— BEGIN —

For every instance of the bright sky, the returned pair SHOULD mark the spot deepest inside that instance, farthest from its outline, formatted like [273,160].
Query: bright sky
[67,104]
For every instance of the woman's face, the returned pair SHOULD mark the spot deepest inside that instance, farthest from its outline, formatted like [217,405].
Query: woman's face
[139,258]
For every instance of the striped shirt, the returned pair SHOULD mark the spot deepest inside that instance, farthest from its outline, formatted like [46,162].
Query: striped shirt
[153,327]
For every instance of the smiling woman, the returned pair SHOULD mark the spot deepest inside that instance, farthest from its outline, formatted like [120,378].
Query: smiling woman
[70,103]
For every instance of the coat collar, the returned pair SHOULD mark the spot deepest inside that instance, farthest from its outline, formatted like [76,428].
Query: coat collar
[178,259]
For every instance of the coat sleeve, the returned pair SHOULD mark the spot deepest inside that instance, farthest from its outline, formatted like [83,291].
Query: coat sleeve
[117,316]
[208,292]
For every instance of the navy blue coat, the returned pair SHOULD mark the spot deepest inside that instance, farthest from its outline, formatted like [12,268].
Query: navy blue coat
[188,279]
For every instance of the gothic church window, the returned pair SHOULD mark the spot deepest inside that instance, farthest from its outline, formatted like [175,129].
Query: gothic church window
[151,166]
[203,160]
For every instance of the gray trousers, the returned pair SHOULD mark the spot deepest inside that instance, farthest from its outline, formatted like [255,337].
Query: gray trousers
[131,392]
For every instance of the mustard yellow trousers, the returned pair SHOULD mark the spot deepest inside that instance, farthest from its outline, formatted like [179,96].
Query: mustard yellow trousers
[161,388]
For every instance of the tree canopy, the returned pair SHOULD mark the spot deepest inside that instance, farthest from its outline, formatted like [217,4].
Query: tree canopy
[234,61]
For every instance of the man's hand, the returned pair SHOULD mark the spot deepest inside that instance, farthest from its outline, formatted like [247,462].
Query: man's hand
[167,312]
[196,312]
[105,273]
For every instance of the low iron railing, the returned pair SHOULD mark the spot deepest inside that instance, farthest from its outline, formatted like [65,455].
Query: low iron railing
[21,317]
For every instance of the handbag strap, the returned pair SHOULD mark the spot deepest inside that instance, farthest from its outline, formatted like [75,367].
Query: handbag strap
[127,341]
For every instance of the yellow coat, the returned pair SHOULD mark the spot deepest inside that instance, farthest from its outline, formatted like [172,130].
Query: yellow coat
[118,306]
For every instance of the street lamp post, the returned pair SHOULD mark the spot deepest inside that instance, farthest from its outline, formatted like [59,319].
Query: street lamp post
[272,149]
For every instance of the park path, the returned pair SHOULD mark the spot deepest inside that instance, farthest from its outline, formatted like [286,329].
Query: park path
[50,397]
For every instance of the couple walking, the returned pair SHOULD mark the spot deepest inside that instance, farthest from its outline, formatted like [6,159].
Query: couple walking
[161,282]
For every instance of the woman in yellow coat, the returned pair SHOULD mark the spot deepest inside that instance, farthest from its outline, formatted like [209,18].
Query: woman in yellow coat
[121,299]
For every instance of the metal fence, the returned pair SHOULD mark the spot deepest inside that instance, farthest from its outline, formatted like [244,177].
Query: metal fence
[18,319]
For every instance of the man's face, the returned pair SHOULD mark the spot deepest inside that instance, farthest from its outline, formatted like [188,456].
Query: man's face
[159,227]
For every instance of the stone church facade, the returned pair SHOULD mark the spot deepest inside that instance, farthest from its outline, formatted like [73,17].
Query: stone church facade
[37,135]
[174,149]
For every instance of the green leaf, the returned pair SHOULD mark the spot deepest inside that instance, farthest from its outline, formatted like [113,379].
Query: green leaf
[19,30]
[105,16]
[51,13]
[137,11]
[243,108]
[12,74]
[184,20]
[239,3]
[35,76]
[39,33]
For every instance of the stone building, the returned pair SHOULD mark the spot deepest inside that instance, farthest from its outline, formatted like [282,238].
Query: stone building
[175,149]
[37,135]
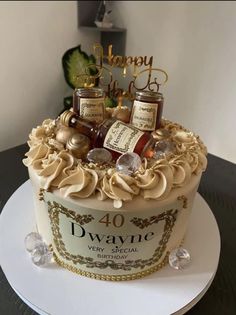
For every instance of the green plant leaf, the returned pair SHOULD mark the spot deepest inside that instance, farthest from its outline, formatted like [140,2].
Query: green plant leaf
[74,63]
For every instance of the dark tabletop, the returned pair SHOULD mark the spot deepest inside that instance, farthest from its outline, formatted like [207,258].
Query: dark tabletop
[218,187]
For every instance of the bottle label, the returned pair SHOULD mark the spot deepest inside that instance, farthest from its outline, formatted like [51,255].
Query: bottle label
[92,109]
[144,115]
[122,138]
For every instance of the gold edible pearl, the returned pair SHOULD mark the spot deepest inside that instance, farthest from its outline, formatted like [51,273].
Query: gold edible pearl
[64,133]
[79,145]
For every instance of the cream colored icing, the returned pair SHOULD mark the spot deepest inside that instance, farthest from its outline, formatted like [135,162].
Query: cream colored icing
[58,168]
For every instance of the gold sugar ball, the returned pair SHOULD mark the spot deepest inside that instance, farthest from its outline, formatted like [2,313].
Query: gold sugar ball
[108,112]
[64,133]
[79,145]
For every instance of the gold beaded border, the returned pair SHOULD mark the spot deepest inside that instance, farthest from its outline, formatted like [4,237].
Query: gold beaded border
[96,276]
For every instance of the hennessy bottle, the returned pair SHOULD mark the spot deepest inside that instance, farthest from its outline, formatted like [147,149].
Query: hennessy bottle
[114,135]
[147,110]
[88,103]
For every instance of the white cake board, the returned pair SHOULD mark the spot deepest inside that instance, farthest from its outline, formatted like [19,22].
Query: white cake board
[56,291]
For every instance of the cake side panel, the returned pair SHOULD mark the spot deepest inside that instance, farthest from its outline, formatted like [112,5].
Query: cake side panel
[116,242]
[40,208]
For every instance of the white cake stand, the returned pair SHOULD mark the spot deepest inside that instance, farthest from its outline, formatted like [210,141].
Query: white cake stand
[56,291]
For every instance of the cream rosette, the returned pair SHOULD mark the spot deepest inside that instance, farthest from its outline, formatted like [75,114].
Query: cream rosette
[80,182]
[36,155]
[118,186]
[155,182]
[181,170]
[197,161]
[58,168]
[55,168]
[42,133]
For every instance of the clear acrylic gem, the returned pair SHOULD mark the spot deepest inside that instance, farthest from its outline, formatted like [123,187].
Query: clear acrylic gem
[163,148]
[179,258]
[41,255]
[32,240]
[128,163]
[99,155]
[160,134]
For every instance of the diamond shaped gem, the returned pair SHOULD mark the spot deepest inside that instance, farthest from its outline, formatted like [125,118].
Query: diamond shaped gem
[179,258]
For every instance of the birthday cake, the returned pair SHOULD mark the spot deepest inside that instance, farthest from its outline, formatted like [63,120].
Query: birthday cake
[106,224]
[113,188]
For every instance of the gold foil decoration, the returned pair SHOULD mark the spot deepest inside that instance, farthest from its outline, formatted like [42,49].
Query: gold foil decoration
[139,66]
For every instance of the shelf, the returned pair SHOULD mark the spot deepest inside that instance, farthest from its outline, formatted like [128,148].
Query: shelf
[114,36]
[103,29]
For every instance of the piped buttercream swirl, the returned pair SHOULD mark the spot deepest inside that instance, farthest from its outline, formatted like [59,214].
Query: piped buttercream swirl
[59,169]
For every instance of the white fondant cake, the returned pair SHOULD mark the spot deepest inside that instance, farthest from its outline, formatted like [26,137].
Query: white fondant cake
[75,213]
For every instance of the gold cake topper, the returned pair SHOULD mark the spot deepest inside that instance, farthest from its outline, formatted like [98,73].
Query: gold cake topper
[140,67]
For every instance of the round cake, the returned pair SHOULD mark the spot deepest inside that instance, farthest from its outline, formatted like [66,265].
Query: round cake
[107,224]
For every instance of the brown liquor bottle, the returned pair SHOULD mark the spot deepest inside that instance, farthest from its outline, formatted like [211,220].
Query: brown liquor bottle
[114,135]
[147,110]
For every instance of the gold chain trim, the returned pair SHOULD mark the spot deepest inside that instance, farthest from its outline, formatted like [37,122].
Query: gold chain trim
[184,200]
[96,276]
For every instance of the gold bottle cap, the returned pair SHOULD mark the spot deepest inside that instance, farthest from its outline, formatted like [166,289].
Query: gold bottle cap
[65,117]
[79,145]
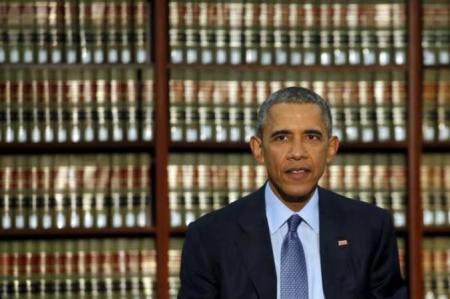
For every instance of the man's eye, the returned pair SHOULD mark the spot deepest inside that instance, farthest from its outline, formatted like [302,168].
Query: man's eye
[281,137]
[313,137]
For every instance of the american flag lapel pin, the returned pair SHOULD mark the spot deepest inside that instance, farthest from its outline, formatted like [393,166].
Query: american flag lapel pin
[342,243]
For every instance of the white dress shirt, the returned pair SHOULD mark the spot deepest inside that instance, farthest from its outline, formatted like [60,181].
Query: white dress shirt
[308,231]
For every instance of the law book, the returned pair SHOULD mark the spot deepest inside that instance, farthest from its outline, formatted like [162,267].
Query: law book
[48,123]
[443,105]
[191,106]
[112,26]
[55,21]
[69,29]
[102,177]
[27,24]
[174,172]
[381,175]
[115,92]
[205,109]
[310,46]
[141,23]
[125,27]
[426,175]
[87,126]
[72,100]
[147,112]
[333,91]
[58,92]
[383,104]
[102,106]
[117,197]
[35,99]
[398,189]
[235,113]
[131,190]
[399,104]
[61,212]
[364,177]
[174,261]
[84,32]
[351,109]
[430,88]
[81,186]
[144,191]
[177,104]
[367,107]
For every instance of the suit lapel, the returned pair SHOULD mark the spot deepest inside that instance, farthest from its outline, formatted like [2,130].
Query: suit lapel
[334,256]
[255,246]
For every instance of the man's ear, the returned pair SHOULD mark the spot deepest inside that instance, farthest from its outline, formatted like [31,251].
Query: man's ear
[256,147]
[333,146]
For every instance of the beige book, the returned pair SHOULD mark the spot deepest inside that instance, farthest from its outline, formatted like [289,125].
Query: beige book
[70,47]
[429,105]
[443,105]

— END —

WHAT YOU HAVE TO DO:
Take the line holding "For every instance of the law" and all lines after it through the end of the data, and set them down exactly.

RESULT OF THE EXERCISE:
For every instance of the law book, the returned pair SHOULD mark the spot deepest inside that instance, farthest from its outline, formatted like [162,267].
Query: law book
[48,123]
[443,105]
[191,106]
[112,26]
[55,21]
[69,29]
[102,177]
[27,24]
[174,172]
[381,175]
[115,92]
[205,109]
[310,46]
[141,23]
[125,27]
[426,175]
[87,126]
[72,100]
[147,112]
[333,91]
[58,92]
[383,104]
[102,106]
[117,197]
[35,99]
[398,189]
[235,113]
[131,190]
[399,104]
[61,212]
[364,177]
[174,261]
[84,32]
[351,109]
[430,88]
[81,186]
[144,191]
[177,104]
[367,107]
For every instance of the suit lapel, the returned pair SHOULD mark the spot deepest inside that instance, farthest from its outline, formatted like [2,130].
Query: suit lapel
[334,256]
[255,246]
For every instance of the man's ear, the returned pair SHOULD mark the spot deepest inside that instance, farthest from its outline, formatted like [31,251].
Query: man's ear
[256,147]
[333,146]
For every instance of the beige book, the returned pair SHOULD mark the spot deepest inside that instance, farthest from its outline, formatted like [289,125].
Query: beige book
[70,47]
[429,105]
[443,105]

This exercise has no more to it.